Exercise aim: Determine the number of lines in the data that include the word "insect", and write only that number.

+++ Data to process

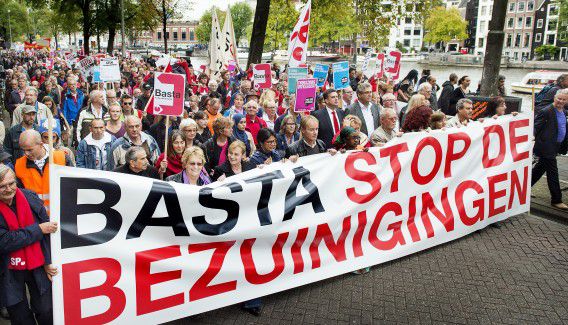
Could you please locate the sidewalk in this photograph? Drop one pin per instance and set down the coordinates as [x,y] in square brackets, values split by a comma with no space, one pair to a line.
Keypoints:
[540,202]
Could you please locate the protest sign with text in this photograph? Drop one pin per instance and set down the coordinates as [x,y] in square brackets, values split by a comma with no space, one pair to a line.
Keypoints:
[262,75]
[320,73]
[169,94]
[305,95]
[293,75]
[144,251]
[340,75]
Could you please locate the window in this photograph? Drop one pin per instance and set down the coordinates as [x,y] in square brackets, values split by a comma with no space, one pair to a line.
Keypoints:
[550,39]
[509,40]
[527,40]
[552,24]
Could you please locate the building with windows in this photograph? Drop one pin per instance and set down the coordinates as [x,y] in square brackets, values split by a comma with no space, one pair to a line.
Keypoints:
[519,27]
[180,35]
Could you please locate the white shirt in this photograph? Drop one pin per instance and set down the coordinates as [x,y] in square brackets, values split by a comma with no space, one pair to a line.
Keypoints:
[368,116]
[330,113]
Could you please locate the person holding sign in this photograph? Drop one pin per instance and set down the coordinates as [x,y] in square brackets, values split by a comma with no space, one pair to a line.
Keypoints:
[329,117]
[25,258]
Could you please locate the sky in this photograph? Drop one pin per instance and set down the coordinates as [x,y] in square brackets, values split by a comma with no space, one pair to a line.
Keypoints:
[200,6]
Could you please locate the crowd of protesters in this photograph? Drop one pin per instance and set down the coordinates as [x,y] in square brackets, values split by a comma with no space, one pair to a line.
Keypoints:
[228,127]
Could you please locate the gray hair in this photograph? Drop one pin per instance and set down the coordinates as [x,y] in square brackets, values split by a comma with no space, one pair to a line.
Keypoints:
[561,92]
[362,86]
[385,111]
[131,153]
[462,102]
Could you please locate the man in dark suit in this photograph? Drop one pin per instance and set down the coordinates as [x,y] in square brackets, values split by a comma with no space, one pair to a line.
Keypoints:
[367,111]
[329,117]
[551,139]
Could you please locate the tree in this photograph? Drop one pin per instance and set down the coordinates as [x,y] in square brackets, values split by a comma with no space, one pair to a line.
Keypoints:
[445,25]
[203,30]
[241,13]
[19,19]
[280,23]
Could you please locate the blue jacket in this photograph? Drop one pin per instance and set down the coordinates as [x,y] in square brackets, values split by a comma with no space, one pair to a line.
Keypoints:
[12,240]
[546,134]
[88,152]
[70,108]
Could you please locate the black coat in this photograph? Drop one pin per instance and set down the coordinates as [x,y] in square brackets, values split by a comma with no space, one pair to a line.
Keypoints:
[11,241]
[326,131]
[546,134]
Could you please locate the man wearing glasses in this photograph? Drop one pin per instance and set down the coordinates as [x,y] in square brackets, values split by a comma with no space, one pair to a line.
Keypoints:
[366,110]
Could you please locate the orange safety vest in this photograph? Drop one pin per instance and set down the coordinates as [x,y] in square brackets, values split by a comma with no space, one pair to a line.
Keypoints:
[33,180]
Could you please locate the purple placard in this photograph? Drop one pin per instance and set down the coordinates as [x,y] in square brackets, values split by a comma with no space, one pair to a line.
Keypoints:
[305,95]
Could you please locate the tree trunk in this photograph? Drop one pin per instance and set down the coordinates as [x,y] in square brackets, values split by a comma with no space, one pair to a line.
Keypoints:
[258,31]
[86,27]
[494,49]
[111,37]
[164,26]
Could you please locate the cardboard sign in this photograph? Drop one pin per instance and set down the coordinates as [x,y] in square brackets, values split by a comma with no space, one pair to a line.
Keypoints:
[305,95]
[262,76]
[340,75]
[293,75]
[169,93]
[109,69]
[320,73]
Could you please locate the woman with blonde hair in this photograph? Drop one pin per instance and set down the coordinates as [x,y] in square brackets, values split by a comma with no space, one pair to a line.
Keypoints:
[193,173]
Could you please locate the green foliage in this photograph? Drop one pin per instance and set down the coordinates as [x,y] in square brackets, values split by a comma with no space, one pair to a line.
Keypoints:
[444,25]
[563,21]
[546,51]
[241,13]
[281,21]
[19,20]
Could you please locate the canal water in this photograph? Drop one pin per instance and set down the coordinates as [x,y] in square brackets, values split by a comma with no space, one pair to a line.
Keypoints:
[442,74]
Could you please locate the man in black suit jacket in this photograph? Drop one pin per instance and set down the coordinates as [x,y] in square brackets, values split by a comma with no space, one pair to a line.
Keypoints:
[551,139]
[367,111]
[328,127]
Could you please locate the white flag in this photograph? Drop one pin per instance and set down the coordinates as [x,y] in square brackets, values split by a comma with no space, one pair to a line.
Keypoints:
[216,55]
[230,45]
[298,43]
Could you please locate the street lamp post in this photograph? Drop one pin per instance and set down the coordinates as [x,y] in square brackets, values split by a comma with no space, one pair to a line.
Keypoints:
[10,27]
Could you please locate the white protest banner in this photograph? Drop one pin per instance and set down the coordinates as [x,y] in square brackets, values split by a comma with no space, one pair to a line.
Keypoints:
[134,250]
[169,94]
[86,65]
[109,69]
[262,75]
[298,42]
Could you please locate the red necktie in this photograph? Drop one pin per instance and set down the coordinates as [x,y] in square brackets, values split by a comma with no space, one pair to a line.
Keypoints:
[335,123]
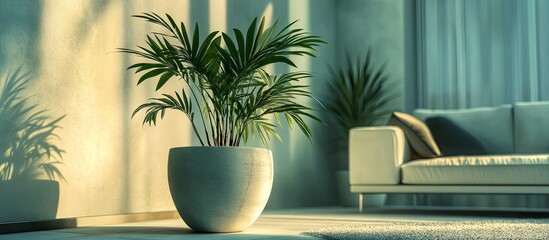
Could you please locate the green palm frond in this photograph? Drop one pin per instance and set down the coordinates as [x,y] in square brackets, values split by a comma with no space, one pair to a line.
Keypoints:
[27,145]
[359,94]
[228,86]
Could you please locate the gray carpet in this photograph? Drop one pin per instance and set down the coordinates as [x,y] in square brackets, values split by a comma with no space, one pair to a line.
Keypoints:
[512,229]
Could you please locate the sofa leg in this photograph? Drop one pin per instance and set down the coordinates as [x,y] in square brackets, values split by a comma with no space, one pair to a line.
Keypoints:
[360,202]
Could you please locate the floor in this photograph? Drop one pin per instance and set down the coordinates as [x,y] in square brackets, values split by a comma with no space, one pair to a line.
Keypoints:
[279,224]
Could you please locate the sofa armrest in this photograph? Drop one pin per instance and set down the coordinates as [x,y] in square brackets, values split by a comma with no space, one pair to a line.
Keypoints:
[375,155]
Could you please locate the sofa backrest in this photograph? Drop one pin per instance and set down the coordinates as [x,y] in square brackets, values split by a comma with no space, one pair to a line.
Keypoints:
[493,126]
[531,127]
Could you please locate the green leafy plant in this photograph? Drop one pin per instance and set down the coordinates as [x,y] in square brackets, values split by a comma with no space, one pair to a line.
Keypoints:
[227,91]
[27,146]
[358,95]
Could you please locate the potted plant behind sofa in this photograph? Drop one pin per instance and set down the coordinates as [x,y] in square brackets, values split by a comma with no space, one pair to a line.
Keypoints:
[29,155]
[227,96]
[358,96]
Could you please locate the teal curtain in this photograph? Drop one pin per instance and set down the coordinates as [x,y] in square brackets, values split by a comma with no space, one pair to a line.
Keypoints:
[475,53]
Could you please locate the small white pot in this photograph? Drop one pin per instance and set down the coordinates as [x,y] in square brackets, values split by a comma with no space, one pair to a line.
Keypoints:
[220,189]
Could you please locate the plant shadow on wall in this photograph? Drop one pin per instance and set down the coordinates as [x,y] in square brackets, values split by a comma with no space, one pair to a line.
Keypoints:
[29,155]
[228,97]
[360,94]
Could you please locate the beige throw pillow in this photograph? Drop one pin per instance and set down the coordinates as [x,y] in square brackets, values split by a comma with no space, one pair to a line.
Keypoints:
[418,135]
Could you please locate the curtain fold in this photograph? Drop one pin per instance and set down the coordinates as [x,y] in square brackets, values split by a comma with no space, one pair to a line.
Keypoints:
[482,53]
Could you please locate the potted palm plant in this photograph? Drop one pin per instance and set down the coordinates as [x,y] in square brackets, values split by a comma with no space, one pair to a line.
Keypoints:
[359,96]
[29,155]
[228,97]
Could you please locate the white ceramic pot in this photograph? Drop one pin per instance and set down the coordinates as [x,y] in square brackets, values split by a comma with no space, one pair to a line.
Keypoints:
[220,189]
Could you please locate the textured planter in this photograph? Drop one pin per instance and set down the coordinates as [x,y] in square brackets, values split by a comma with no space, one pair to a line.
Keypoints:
[220,189]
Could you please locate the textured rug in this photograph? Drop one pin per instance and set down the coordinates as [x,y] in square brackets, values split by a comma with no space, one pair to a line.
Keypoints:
[512,229]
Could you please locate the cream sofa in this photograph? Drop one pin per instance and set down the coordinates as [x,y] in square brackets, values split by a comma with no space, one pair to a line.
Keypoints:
[516,137]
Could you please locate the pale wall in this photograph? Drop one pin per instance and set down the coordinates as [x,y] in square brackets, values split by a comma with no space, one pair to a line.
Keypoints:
[379,25]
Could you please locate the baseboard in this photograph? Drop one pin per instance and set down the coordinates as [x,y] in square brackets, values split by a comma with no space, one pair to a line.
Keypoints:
[14,227]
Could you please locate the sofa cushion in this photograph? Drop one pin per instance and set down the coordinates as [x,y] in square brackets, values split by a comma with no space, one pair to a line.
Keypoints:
[479,170]
[531,127]
[418,135]
[493,126]
[454,140]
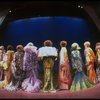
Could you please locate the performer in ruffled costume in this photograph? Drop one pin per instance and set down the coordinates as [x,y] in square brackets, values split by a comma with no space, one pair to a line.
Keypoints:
[80,80]
[97,48]
[17,70]
[64,78]
[2,54]
[31,82]
[90,59]
[7,62]
[47,54]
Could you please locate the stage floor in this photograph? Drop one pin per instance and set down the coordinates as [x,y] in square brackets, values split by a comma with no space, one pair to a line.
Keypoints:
[93,92]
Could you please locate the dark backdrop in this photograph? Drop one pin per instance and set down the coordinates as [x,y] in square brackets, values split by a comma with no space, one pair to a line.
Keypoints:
[39,29]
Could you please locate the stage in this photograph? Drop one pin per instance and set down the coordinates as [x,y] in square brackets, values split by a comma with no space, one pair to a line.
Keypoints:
[93,92]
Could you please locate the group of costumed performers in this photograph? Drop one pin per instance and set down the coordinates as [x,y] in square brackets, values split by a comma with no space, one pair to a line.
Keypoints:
[19,70]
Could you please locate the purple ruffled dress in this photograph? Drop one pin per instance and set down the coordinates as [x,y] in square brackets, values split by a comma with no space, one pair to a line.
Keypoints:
[31,82]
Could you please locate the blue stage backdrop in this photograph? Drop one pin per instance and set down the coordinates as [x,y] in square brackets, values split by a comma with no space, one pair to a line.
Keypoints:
[56,28]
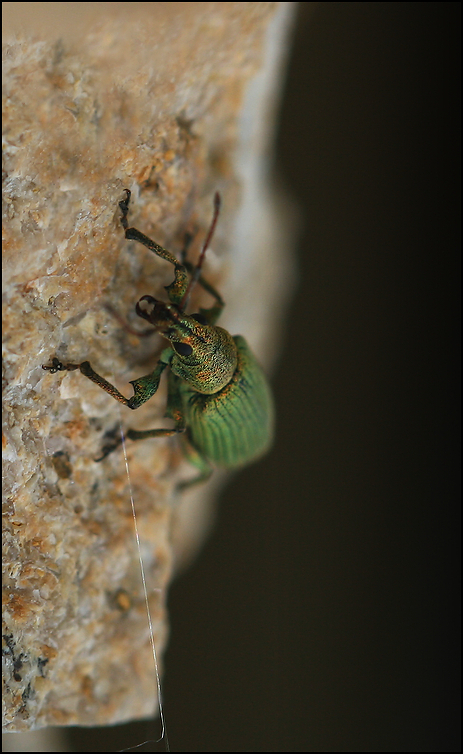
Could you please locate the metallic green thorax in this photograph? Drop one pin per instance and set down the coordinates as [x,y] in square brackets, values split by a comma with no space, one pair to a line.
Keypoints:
[218,395]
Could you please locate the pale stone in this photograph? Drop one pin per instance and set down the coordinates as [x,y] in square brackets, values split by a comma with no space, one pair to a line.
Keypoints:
[173,101]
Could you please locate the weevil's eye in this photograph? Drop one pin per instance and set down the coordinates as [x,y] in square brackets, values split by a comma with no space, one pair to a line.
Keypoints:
[200,318]
[183,349]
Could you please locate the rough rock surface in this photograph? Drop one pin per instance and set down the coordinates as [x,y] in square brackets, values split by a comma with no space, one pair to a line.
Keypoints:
[173,103]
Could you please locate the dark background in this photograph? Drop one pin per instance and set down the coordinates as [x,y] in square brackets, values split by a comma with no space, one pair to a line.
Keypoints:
[323,612]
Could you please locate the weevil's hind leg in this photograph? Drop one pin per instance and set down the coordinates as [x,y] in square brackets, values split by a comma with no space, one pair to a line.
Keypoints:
[196,460]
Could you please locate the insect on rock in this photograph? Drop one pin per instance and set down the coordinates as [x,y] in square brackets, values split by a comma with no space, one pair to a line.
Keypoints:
[218,395]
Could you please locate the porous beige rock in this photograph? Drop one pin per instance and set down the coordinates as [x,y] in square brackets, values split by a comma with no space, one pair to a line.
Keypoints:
[173,101]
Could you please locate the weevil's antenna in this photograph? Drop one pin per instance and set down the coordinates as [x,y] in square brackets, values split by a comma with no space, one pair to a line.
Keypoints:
[197,270]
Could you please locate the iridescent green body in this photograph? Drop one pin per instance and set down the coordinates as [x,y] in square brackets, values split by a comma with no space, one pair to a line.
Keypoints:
[218,396]
[234,426]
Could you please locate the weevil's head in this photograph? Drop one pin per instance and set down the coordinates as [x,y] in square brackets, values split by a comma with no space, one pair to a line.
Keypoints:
[205,355]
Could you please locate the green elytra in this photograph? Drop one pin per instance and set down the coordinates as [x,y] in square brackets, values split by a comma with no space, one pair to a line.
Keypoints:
[218,395]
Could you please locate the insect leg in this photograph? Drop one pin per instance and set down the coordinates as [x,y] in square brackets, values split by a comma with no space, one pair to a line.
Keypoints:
[213,313]
[176,290]
[143,388]
[196,460]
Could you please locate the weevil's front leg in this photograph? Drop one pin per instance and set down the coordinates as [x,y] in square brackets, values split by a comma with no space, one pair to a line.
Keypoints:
[176,290]
[143,388]
[213,313]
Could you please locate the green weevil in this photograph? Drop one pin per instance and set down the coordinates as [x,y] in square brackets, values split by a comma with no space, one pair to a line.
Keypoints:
[218,395]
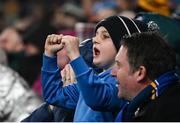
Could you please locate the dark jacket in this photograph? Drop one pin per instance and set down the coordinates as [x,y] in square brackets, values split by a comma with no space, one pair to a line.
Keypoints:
[165,108]
[44,114]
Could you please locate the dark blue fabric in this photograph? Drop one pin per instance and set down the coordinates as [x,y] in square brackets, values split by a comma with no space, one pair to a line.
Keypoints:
[127,113]
[42,114]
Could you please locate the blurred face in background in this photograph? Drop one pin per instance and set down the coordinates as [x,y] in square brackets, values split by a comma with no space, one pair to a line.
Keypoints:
[11,41]
[104,51]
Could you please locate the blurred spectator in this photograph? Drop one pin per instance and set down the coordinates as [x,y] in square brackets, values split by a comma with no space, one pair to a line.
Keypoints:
[168,27]
[17,99]
[155,6]
[11,42]
[97,10]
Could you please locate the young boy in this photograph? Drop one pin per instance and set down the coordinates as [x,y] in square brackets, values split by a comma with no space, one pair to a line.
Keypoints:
[90,89]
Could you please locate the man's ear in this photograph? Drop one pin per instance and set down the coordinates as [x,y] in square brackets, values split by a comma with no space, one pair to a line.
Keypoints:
[141,74]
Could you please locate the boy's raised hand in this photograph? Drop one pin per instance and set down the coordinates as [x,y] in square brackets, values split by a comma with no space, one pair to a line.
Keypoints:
[71,44]
[53,44]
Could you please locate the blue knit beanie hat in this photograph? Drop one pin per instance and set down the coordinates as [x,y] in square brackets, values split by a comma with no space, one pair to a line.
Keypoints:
[119,26]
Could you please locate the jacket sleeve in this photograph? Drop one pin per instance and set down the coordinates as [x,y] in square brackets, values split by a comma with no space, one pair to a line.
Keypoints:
[41,114]
[99,91]
[53,91]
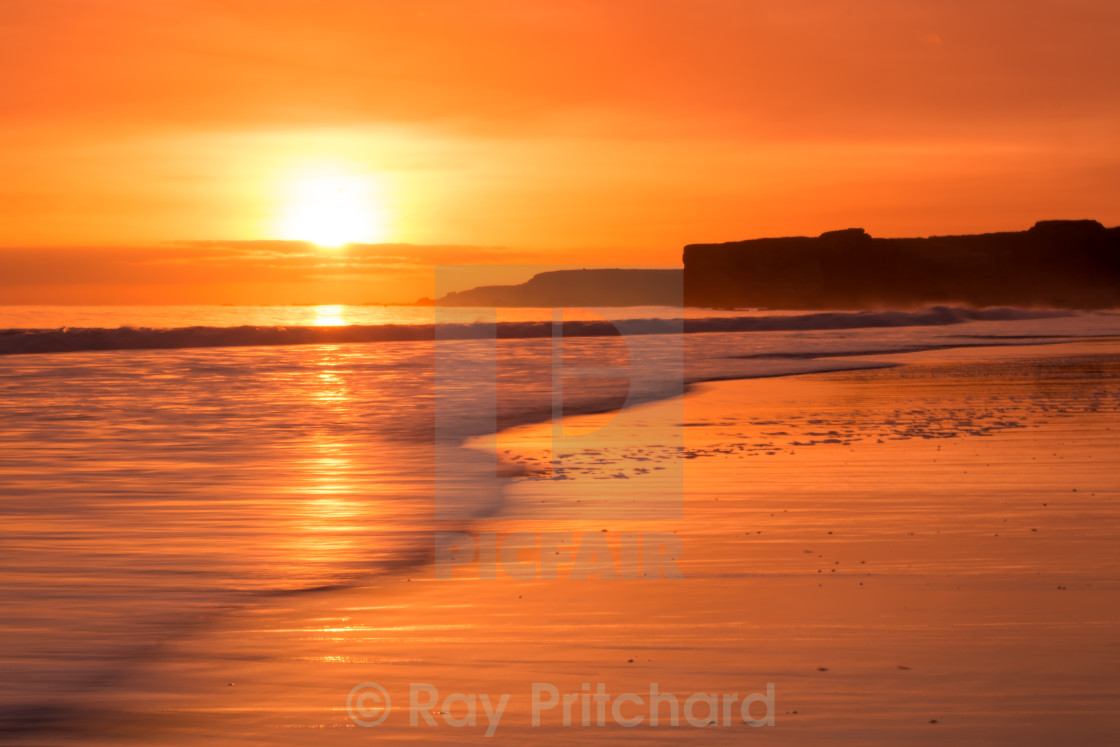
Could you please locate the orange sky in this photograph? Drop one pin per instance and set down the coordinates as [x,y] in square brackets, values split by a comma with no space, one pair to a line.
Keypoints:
[132,130]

++++++

Reply to the task: 2